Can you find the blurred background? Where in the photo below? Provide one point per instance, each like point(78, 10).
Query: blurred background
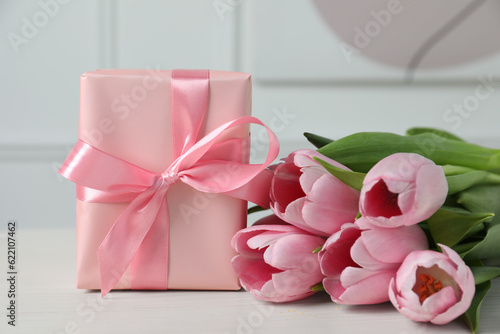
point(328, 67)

--

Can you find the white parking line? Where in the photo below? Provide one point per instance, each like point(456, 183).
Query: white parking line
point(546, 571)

==

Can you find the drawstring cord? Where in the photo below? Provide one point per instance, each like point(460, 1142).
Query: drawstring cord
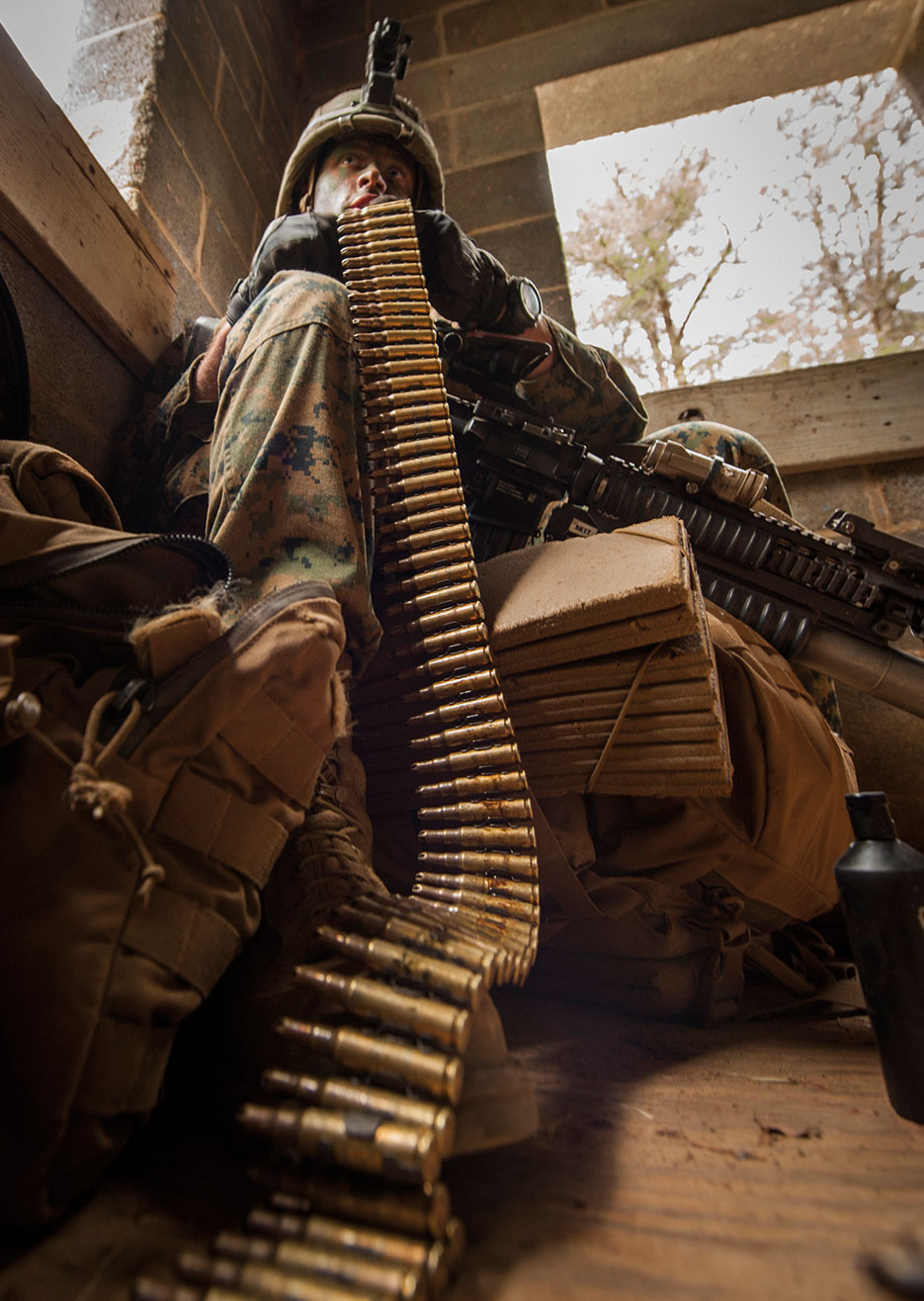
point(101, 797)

Task to complete: Return every line from the one containing "Can you find the blurred" down to the one containing "point(328, 67)", both included, precisely as they appear in the records. Leave the pictures out of your answer.

Problem solution:
Can you find the blurred background? Where in the photo below? Provide one point per instance, each like point(78, 10).
Query: blurred background
point(328, 67)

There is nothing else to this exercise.